Task statement:
Update the rows from the start up to and including the line with "0, 121, 251]]", swapping "annotation task" for "labeling project" and leaving everything else unchanged.

-- START Data to use --

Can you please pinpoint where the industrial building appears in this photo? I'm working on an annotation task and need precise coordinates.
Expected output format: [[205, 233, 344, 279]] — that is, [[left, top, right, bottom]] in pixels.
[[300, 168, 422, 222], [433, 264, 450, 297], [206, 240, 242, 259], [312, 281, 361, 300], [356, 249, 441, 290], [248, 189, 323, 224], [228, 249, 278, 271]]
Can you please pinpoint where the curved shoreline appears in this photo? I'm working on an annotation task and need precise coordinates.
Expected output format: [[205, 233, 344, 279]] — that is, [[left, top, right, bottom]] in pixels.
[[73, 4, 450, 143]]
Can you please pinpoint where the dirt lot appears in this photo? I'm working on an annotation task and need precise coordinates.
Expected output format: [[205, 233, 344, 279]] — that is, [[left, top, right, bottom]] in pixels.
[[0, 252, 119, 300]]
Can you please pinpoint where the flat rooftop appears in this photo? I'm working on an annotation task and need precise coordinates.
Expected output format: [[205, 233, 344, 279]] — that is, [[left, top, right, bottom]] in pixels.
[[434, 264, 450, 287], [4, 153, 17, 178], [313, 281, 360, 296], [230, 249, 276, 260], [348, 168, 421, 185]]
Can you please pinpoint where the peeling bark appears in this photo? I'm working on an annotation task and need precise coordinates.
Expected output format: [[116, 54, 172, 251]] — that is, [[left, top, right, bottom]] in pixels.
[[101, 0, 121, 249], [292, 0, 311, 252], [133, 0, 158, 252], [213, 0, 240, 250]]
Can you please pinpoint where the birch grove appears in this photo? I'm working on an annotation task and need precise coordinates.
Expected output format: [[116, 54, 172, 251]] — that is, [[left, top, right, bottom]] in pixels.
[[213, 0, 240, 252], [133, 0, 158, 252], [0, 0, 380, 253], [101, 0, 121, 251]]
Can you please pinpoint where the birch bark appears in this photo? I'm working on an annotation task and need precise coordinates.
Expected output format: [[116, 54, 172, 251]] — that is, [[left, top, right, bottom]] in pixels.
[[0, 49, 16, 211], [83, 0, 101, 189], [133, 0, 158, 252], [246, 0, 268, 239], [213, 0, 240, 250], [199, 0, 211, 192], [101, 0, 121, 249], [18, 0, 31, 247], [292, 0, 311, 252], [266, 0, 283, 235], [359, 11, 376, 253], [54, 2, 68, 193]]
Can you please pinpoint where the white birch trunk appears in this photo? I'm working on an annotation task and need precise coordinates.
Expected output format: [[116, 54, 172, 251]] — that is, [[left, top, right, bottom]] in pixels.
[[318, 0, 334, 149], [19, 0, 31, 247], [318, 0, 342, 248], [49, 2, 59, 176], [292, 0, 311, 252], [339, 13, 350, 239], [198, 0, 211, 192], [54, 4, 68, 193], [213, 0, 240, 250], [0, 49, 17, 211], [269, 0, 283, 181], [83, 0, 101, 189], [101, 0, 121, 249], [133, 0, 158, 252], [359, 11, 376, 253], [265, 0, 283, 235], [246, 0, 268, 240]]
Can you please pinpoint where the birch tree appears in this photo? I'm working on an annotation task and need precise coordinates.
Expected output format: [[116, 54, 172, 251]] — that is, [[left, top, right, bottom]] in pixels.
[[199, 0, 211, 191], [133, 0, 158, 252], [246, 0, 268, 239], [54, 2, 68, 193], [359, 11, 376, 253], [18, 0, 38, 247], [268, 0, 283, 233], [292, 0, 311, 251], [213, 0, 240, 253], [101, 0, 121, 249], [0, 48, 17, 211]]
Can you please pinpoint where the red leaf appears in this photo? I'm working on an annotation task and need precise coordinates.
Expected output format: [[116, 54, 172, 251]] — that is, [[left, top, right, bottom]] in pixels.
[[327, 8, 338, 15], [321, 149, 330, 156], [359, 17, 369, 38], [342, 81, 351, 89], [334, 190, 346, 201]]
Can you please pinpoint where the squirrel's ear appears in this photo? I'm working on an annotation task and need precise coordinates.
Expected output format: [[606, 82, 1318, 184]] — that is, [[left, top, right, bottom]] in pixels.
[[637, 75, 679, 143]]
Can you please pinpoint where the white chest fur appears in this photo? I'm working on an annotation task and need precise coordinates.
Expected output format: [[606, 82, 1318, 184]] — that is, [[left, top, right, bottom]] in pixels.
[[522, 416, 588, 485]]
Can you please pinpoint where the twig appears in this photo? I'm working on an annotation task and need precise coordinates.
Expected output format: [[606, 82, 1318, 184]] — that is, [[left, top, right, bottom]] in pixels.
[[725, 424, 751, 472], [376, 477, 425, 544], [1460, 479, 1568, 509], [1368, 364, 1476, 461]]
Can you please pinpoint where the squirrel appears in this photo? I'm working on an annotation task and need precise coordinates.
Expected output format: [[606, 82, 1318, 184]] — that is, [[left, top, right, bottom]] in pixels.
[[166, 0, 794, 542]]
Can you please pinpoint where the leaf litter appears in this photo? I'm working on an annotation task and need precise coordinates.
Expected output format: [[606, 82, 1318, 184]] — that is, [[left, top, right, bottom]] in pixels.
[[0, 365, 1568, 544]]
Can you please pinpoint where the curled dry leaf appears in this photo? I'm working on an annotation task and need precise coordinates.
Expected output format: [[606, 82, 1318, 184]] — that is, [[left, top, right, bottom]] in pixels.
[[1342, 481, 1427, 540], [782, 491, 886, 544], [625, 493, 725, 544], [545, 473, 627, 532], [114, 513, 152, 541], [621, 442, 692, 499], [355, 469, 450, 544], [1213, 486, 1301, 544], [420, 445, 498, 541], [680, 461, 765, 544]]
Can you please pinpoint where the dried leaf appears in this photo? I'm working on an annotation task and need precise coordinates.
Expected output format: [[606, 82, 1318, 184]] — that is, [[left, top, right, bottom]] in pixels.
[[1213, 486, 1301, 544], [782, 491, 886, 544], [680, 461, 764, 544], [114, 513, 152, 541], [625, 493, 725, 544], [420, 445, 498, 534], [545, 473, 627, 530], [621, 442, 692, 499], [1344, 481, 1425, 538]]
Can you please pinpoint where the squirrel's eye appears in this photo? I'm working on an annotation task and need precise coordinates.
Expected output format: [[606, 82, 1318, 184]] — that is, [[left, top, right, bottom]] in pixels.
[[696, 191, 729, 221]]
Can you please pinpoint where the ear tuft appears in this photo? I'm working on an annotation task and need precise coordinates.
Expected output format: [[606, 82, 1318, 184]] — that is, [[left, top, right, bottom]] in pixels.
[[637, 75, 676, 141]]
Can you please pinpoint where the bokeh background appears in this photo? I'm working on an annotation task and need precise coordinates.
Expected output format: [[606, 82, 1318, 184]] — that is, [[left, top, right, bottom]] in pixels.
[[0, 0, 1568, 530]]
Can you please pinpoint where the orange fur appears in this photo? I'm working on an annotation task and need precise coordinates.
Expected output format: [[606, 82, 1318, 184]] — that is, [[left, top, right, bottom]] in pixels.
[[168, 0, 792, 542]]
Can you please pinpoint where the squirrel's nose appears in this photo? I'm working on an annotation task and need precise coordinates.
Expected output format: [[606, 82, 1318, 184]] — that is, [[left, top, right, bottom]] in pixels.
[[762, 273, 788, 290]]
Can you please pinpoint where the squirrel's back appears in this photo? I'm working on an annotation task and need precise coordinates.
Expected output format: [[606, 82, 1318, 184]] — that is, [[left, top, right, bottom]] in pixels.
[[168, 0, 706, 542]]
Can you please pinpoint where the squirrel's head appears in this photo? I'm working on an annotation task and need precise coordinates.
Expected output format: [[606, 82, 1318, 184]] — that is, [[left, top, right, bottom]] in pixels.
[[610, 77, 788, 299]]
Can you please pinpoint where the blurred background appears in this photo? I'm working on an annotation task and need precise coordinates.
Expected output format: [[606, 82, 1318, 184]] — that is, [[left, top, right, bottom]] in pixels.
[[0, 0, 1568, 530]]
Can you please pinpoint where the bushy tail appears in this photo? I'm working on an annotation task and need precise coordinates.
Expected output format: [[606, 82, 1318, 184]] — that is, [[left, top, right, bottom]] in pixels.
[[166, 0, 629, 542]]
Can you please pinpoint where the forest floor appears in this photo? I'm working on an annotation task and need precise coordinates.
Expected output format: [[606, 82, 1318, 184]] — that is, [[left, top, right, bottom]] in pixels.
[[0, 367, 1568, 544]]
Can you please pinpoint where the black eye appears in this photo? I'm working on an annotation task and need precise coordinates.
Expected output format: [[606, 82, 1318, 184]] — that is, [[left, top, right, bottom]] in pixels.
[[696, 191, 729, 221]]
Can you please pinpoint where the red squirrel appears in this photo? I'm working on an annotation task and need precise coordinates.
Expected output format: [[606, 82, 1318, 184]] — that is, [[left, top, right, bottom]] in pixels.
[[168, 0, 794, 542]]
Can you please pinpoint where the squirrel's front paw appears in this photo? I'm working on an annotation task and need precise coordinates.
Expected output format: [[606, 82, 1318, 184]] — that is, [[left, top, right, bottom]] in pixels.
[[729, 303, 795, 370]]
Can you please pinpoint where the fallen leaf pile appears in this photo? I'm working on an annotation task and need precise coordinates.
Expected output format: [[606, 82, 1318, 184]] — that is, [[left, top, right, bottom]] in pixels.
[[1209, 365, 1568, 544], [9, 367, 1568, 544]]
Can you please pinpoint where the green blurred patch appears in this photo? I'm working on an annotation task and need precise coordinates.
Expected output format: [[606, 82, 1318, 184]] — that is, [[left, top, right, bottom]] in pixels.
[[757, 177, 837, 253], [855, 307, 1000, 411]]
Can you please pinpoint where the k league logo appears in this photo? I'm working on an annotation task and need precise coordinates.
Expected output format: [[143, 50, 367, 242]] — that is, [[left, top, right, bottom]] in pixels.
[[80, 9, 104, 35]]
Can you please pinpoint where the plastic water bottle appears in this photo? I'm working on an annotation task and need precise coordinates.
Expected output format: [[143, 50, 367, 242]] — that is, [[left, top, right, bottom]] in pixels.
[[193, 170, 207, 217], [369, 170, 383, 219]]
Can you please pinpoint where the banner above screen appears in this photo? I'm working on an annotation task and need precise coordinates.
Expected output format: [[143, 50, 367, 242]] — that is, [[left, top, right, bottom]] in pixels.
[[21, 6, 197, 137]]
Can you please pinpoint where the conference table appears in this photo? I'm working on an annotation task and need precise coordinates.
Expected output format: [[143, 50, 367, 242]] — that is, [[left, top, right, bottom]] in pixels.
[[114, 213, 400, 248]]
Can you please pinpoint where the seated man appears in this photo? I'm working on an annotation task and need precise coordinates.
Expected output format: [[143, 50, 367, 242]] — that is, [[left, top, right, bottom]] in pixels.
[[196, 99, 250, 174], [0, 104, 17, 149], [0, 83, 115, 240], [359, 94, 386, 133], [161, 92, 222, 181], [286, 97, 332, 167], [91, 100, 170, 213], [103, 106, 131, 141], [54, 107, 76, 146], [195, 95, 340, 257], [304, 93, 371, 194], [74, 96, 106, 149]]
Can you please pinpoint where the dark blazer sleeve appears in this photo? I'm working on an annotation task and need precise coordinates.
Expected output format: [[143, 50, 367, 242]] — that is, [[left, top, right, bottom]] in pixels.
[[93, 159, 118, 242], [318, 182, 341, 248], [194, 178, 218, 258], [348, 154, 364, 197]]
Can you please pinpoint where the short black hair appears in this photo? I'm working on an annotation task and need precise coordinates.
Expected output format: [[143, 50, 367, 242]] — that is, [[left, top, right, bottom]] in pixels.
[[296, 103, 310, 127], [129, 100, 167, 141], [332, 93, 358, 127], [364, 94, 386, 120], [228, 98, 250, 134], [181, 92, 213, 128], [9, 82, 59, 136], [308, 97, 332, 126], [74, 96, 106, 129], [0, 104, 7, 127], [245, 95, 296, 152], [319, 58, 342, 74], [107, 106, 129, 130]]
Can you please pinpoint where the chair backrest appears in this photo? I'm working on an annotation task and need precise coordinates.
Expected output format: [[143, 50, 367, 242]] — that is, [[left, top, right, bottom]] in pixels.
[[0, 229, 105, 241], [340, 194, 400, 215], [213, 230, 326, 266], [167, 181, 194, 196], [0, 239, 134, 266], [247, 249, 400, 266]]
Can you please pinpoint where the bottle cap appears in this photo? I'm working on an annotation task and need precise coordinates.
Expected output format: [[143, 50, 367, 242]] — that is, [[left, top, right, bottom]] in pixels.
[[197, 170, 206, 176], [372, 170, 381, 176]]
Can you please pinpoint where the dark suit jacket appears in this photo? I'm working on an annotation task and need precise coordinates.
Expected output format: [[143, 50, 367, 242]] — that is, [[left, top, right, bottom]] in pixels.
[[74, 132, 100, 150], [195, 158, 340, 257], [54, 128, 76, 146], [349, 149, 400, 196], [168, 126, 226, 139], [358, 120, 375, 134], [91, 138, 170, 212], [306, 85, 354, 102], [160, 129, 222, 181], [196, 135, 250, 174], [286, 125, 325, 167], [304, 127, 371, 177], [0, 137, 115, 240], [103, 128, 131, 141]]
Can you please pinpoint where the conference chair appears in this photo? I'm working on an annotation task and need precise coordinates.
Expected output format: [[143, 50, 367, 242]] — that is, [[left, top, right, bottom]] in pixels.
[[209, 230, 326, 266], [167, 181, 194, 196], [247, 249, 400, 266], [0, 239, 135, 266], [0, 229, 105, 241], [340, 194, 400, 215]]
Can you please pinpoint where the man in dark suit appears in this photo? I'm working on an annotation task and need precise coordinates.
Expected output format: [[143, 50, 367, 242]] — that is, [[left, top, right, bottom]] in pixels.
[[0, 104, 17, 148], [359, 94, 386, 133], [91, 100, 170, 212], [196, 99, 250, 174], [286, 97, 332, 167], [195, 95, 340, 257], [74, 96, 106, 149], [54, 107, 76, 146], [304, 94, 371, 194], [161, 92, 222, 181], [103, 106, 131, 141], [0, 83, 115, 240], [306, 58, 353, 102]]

-- END Data to use --

Exercise response:
Can you please pinpoint where the industrial building appears in this photo? I'm working on an labeling project and need precise coordinates.
Expected output format: [[205, 233, 344, 279]] — that is, [[left, top, right, bottom]] in pixels.
[[300, 168, 422, 222], [433, 264, 450, 297], [206, 240, 242, 259], [312, 281, 361, 300], [356, 249, 441, 290], [248, 189, 323, 224], [228, 249, 278, 271]]
Can you please pinpoint where the curved shoreline appears in this photo? I'm working on an labeling project and need precise coordinates.
Expected output format: [[205, 233, 344, 279]] — that is, [[left, top, right, bottom]] in pixels.
[[73, 4, 450, 143]]
Can you please pinpoint where the dirt lot appears in this photo? I'm working on an labeling project and need precise coordinates.
Expected output format: [[205, 233, 344, 279]] — that is, [[left, top, right, bottom]] in pixels.
[[0, 252, 119, 300]]
Can you please pinpoint where the flat rooftop appears in this photo? I'm working on an labeling project and need precise coordinates.
Expected output format: [[205, 233, 344, 279]] — that is, [[left, top, right, bottom]] in pixels.
[[434, 264, 450, 287], [4, 153, 17, 178], [313, 281, 360, 296], [230, 249, 276, 260], [348, 168, 421, 185]]
Can you please pinpoint where the peeling bark appears in this photo? I'm working on an labeling project and need precise coordinates.
Expected output format: [[116, 54, 172, 251]] — that is, [[left, top, right, bottom]] in pixels.
[[101, 0, 121, 249], [292, 0, 311, 252], [133, 0, 158, 252], [213, 0, 240, 250]]
Can you please pinpoint where the birch grove appears in this photo? I'm working on an labeling project and need precise coordinates.
Expected output format: [[116, 54, 172, 251]] — that is, [[left, top, right, bottom]] in pixels.
[[213, 0, 240, 252], [133, 0, 158, 252], [0, 0, 380, 253], [101, 0, 121, 251]]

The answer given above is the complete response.